### [Assigned task]
Copy each line of the following material that has the string "person".

Start of Available data

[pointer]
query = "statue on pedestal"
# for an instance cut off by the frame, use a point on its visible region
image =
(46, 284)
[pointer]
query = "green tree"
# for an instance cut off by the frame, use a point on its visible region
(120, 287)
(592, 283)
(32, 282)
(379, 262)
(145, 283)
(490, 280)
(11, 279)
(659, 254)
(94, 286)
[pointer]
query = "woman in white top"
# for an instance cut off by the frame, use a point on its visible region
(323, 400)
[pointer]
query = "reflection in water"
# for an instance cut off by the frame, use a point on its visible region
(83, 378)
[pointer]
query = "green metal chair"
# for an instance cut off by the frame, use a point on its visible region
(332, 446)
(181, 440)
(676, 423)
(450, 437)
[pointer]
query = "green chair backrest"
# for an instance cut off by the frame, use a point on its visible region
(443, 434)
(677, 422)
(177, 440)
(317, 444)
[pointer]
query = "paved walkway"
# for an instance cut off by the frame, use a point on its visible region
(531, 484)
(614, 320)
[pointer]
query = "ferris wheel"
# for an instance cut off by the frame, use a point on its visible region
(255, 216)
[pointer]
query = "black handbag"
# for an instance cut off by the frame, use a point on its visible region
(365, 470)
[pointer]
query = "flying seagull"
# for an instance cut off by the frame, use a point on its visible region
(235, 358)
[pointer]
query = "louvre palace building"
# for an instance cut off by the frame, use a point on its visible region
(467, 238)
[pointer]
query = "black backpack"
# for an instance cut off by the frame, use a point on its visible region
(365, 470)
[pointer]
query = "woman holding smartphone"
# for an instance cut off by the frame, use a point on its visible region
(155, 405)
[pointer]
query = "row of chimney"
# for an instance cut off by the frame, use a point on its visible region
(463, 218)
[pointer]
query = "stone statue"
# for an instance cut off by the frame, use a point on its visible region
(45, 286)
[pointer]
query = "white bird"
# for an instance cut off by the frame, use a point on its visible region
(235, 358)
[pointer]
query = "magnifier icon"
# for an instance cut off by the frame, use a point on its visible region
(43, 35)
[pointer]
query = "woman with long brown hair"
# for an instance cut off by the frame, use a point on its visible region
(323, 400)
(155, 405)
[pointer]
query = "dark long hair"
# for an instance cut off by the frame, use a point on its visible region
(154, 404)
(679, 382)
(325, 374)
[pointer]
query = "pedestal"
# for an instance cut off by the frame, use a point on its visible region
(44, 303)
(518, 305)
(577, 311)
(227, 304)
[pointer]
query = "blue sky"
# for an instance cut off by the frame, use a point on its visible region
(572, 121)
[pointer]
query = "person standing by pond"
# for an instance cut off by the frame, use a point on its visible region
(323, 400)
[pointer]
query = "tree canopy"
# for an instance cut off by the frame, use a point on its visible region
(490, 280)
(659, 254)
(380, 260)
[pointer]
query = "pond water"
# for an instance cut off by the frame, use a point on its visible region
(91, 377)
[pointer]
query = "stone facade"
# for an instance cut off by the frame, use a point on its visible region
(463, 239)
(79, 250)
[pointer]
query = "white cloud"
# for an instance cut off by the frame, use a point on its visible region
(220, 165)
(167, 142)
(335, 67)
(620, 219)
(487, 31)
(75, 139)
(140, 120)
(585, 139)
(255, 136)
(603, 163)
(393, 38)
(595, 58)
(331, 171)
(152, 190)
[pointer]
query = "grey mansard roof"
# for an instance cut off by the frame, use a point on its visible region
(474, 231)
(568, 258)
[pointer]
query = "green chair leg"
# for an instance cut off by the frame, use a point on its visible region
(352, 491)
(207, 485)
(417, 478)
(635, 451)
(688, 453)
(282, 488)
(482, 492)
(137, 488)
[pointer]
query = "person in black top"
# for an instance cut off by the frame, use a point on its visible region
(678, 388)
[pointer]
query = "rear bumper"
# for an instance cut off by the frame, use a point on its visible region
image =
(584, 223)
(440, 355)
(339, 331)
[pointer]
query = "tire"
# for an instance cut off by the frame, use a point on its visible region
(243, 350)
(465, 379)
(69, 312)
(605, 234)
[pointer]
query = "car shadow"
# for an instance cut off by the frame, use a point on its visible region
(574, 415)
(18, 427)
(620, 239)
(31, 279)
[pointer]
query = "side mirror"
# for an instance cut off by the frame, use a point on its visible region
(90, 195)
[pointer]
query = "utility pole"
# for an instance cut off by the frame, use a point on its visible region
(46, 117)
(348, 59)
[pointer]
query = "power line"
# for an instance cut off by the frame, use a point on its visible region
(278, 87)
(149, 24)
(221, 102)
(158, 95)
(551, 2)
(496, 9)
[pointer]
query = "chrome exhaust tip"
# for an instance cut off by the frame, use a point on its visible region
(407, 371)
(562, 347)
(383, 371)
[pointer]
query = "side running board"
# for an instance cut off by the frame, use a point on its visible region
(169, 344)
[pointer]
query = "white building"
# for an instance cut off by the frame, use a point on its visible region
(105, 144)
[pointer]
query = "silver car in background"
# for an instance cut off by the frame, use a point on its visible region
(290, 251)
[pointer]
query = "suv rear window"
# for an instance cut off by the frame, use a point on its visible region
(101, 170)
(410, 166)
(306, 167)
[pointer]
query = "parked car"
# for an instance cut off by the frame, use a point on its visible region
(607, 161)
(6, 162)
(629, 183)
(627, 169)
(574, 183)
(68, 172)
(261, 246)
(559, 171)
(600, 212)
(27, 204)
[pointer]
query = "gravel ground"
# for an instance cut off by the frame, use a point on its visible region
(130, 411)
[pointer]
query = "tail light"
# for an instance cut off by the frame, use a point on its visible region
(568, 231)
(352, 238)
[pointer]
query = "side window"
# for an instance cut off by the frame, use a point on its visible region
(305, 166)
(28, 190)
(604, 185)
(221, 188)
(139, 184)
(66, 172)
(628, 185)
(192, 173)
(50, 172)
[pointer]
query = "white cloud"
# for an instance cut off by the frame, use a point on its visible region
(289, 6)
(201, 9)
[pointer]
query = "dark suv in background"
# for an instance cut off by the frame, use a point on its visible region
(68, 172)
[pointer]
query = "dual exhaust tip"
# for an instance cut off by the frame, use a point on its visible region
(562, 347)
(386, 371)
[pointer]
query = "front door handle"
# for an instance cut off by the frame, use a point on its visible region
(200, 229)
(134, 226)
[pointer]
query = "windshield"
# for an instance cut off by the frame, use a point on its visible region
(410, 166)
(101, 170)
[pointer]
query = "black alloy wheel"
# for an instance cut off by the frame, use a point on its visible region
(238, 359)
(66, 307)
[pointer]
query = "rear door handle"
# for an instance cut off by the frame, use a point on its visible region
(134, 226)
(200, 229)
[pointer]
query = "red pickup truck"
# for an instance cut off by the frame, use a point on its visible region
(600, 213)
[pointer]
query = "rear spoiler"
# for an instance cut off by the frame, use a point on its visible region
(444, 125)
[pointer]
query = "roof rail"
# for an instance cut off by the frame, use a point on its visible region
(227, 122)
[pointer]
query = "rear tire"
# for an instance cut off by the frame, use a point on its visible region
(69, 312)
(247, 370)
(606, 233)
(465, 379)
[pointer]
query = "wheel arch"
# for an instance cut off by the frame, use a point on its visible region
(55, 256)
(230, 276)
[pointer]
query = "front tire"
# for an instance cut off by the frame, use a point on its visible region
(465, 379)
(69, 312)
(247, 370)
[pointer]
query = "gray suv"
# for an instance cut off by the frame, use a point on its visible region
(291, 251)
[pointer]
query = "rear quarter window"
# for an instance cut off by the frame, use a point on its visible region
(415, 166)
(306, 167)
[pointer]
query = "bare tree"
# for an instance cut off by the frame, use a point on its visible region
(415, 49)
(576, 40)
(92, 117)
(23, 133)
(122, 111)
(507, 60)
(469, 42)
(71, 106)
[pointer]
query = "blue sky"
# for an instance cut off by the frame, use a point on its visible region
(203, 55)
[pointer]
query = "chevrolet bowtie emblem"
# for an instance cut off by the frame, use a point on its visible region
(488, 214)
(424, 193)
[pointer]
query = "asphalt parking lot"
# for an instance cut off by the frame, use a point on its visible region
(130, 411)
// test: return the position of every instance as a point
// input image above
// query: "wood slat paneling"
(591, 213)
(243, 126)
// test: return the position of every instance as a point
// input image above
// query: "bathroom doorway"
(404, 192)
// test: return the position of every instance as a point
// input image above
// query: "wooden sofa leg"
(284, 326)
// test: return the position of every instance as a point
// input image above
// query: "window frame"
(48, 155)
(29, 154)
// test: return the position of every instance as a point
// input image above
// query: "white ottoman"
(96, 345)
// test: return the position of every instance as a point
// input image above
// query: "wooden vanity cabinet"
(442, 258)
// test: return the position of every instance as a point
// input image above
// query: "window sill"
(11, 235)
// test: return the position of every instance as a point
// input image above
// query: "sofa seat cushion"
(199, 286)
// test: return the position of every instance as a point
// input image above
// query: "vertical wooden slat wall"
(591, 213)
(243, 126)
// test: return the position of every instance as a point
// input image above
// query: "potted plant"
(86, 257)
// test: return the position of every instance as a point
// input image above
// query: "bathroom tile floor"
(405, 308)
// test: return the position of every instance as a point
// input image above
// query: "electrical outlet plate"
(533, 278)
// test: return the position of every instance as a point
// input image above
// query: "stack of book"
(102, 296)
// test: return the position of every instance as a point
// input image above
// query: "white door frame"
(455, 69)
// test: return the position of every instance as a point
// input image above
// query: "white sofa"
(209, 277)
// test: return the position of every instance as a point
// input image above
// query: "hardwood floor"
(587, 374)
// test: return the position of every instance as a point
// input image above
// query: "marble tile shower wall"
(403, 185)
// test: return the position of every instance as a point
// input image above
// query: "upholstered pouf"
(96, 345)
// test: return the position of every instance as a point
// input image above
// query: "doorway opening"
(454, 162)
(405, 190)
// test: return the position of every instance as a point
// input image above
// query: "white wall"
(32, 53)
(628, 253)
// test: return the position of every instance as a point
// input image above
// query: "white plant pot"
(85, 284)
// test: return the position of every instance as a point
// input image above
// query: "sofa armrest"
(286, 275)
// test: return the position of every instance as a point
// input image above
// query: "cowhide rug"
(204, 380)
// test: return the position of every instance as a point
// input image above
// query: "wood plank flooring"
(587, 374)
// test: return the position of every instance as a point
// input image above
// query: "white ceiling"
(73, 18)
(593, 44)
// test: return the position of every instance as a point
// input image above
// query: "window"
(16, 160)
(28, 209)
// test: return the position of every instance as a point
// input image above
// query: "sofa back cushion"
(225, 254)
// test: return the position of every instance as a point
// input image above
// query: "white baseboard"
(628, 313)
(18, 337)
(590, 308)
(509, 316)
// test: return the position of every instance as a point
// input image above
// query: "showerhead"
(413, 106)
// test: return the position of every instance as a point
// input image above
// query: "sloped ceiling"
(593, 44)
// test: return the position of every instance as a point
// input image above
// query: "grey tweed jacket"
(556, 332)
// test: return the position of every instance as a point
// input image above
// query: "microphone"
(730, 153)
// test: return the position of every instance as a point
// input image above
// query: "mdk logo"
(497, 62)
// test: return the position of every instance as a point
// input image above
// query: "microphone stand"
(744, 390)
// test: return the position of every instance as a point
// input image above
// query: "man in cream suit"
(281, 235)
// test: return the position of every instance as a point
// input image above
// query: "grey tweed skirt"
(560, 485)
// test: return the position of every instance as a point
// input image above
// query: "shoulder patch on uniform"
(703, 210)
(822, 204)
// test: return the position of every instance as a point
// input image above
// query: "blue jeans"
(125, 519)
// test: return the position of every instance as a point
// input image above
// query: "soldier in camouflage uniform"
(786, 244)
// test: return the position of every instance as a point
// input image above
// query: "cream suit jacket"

End of Available data

### [Solution below]
query = "person standing by pond"
query = "person in black top"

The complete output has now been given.